Work to complete
Transcribe the passage of the paper submission page below verbatim, starting at "Regarding the type" and ending at "in my opinion.".

Page excerpt
════════
Modeling visualization tools and applications on the Web

Tracking #: 946-2157

Authors: 
Ghislain Atemezing
Raphael Troncy

Responsible editor: 
Guest editors linked data visualization

Submission type: 
Ontology Description
Abstract: 
Publishing data on the Web is getting more and more adoption with the release of datasets by governments in Open Data. Governments and local authorities are giving access to their data free of charge, although sometimes in heterogeneous formats. Linked Data principles enables the use of common model to make things interlinked on the Web. While this is true for publishers, consumers are involved in this loop of publication by building visualizations (re)-using existing tools from the information visualization community (InfoVis). However, there is a need to describe applications built with those tools in order to easily discover applications on the Web. Besides, Open Data events usually contain application contests helping to showcase the usefulness of data, without structured data available in the web-pages. The contribution of this paper is three-fold. First, a review of tools for creating applications is provided, with a classification based on domains. Second, the DVIA vocabulary is proposed to annotate applications with a common semantics. Third, a design and implementation of a universal plugin to generate RDF data from application contests is described in detail.
Full PDF Version: 
Tags: 
Reviewed

Decision/Status: 
Reject

Solicited Reviews:
Click to Expand/Collapse
Review #1
By Jan Polowinski submitted on 16/Jan/2015
Suggestion:
Major Revision
Review Comment:

Formal aspects

Regarding the type of paper, the paper seems to be a bit more than a „Ontology description“. It has a survey part (4 pages), incl. a review of existing surveys, an ontology and modeling description part (6) and a tool (more than a prototype) description part (4 pages). The overall length is 17 pages, which seems to me to go beyond a "short paper“ as required for ontology descriptions. Since there is no better suitable paper category though, the authors should eventually try to shorten the paper a bit. Splitting one of the parts completely is also not desirable in my opinion.

Some options to shorten the paper could be to cut details, e.g. in:
… 2.1.1 - details on Google App Engine usage and alternatives
… 2.1.4 - abstract from some details like „using output=gvds“ ?

Summary and Structure

The authors describe web-based RDF modeling approaches (DVIA vocabulary + improvements to „Apps for Europe“ vocabularies) and tooling for web-based visualization tools for (linked, RDF) web data. Although there are good reasons given (ease reuse to stop reinventing the wheel and share and save resources and efforts) such projects tend to be hard to understood by outsiders due to their meta-character. The more important I consider a very clear structure and style to convey the usefulness and relevance of their modeling approach. I do not doubt it's usefulness - on the contrary, I'd second that there are many similar visualization tools invented. However, while the structure seems to follow a certain logic, this logic is not directly reflected in the abstract nor in the conclusion, which confused me. I was missing some overview how the various parts are related - DVIA - Apps for Europe - the JavaScript plugin. This was not clear on first reading. A different structure of sections and subsections could better support the understanding of the content. In the abstract, the authors clearly announce the following three parts: (1) review of tools (2) DVIA vocabulary (3) plug-in design. This is repeated similarly in the conclusion. However, the main section structure is not three-fold. I’ll try to summarize what I think what the three parts comprise and what problems I see:

1. Introduction
#####################################
### FIRST PART - review of tools ###
#####################################
2. Survey on Visualization Tools
2.1 Tools for vis. structured data (general structured data ; non-RDF)
════════
Records supplied
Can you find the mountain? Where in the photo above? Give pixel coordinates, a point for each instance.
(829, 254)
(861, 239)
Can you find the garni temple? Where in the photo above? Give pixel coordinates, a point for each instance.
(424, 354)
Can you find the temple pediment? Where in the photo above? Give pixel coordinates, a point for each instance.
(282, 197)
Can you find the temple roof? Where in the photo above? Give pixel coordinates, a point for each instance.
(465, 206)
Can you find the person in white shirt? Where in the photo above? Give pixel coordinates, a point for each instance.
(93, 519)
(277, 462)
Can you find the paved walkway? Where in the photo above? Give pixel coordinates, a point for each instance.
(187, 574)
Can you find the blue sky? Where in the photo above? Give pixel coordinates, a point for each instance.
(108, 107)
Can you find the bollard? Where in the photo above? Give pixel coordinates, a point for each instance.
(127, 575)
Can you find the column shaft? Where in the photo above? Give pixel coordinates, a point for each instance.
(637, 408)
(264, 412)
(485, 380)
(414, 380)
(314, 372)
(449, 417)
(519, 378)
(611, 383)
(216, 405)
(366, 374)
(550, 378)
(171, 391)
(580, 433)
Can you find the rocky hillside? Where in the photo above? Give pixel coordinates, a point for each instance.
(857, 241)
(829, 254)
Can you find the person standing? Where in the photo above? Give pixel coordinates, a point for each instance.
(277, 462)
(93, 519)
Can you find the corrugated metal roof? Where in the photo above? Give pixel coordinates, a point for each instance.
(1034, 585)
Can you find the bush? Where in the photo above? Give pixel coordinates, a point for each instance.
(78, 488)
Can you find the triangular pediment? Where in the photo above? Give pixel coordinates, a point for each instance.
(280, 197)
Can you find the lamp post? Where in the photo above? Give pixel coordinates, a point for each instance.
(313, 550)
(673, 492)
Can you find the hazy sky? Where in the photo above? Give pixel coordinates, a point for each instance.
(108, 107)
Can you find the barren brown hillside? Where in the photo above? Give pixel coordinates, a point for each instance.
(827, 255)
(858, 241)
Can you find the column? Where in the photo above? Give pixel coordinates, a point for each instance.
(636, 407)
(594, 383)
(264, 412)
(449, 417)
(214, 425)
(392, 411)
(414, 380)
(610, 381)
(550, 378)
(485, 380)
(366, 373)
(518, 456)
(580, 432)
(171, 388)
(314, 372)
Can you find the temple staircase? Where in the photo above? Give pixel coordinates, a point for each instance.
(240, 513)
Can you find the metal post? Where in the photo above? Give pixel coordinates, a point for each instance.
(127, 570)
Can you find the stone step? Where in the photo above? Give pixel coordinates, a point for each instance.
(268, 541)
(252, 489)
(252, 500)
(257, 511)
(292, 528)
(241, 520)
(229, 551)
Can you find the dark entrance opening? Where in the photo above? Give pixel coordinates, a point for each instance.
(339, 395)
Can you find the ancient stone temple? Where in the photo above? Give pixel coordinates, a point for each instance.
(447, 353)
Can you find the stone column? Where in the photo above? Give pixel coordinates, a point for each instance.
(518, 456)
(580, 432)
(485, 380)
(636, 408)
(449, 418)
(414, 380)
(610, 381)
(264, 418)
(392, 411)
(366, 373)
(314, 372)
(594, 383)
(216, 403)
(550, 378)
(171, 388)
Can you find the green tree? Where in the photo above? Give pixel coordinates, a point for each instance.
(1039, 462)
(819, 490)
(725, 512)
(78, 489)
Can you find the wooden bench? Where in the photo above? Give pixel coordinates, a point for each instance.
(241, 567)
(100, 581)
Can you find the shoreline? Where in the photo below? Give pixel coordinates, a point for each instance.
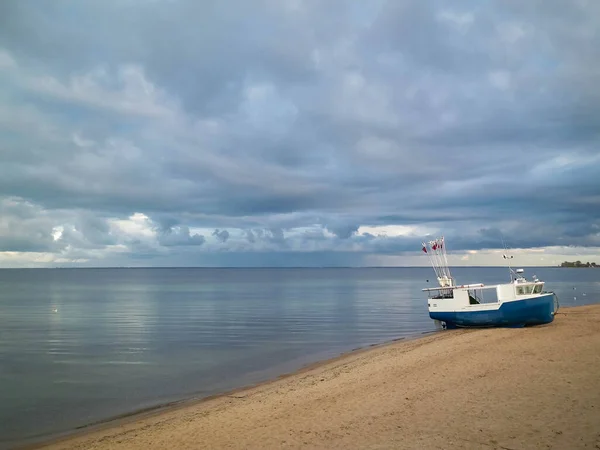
(34, 442)
(183, 419)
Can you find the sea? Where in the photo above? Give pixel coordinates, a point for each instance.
(82, 346)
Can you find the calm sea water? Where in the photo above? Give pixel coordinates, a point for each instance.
(82, 345)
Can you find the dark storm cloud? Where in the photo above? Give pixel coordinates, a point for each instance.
(266, 119)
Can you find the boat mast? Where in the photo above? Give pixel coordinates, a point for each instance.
(439, 261)
(508, 258)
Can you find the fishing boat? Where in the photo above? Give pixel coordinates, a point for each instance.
(517, 303)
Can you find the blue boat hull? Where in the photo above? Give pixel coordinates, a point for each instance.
(519, 313)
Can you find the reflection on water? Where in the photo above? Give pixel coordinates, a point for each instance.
(81, 345)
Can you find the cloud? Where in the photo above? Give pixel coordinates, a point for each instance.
(192, 132)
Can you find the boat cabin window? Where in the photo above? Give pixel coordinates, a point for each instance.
(525, 290)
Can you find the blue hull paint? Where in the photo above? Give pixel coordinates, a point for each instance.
(519, 313)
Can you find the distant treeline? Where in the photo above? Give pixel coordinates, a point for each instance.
(578, 264)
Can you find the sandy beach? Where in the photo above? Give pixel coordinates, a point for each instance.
(526, 388)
════════
Result for this task
Regarding the type of paper, the paper seems to be a bit more than a „Ontology description“. It has a survey part (4 pages), incl. a review of existing surveys, an ontology and modeling description part (6) and a tool (more than a prototype) description part (4 pages). The overall length is 17 pages, which seems to me to go beyond a "short paper“ as required for ontology descriptions. Since there is no better suitable paper category though, the authors should eventually try to shorten the paper a bit. Splitting one of the parts completely is also not desirable in my opinion.